Could you return, word for word, the stretch of the data below from the line containing "One point per instance of the ear, the" through the line containing "pixel 731 148", with both of those lines included?

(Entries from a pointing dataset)

--

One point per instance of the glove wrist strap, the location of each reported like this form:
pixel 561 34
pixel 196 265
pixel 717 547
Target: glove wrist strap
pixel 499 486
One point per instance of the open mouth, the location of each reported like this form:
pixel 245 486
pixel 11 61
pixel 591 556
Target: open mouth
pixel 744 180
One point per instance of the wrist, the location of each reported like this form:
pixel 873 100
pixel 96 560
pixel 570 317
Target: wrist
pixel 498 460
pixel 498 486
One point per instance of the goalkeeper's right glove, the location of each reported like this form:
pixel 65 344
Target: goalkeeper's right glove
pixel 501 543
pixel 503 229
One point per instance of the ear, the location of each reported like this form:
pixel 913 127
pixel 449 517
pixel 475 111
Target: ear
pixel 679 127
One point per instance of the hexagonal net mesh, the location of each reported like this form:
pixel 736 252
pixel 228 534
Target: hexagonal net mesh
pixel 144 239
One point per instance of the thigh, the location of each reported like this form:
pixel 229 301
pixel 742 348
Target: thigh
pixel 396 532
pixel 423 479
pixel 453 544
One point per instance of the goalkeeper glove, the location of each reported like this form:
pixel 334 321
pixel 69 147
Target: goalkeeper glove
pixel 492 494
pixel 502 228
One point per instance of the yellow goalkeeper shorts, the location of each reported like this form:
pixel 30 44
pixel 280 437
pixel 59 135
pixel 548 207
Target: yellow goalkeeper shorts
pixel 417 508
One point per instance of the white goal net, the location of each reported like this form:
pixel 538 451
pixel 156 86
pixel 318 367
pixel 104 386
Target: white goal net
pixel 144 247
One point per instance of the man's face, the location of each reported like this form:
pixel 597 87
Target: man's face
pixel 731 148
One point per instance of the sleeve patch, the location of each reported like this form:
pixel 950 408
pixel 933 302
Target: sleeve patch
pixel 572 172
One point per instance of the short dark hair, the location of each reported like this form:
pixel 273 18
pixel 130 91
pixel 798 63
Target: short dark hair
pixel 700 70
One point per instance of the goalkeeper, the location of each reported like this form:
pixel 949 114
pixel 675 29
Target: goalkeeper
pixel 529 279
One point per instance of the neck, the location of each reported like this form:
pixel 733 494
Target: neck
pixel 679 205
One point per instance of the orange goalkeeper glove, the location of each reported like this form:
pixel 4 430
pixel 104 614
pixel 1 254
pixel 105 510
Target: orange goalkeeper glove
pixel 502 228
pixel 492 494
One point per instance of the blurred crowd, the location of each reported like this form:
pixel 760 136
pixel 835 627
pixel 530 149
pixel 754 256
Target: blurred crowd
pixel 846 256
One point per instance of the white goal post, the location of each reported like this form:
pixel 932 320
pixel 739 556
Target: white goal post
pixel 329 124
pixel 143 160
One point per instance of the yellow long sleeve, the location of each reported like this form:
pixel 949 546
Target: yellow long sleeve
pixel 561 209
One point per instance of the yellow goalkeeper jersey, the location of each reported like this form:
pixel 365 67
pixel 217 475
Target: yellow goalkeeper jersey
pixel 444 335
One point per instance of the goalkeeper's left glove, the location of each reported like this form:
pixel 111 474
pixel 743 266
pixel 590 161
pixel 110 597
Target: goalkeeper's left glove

--

### Result
One point per instance of the ear, the location of each reported like this form:
pixel 913 127
pixel 449 517
pixel 475 111
Target: ear
pixel 679 127
One point per instance of the hexagonal net mesh, the location of each reported like this form:
pixel 736 252
pixel 228 534
Target: hexagonal net mesh
pixel 144 239
One point per instance of the thigh, the location of each reported like this form:
pixel 229 301
pixel 742 348
Target: thigh
pixel 396 532
pixel 423 479
pixel 453 544
One point per instance of the goalkeeper glove, the location of each reported like this form:
pixel 334 321
pixel 69 147
Target: goalkeeper glove
pixel 492 494
pixel 502 228
One point per instance of the yellow goalkeeper shorts, the location of each reported like this form:
pixel 30 44
pixel 280 437
pixel 59 135
pixel 548 207
Target: yellow goalkeeper shorts
pixel 417 508
One point per instance of the white goal net, the location of each reported like this form:
pixel 538 451
pixel 156 86
pixel 318 367
pixel 104 386
Target: white goal net
pixel 144 247
One point per instance of the man's face, the location of each reported like this form:
pixel 597 87
Target: man's face
pixel 731 148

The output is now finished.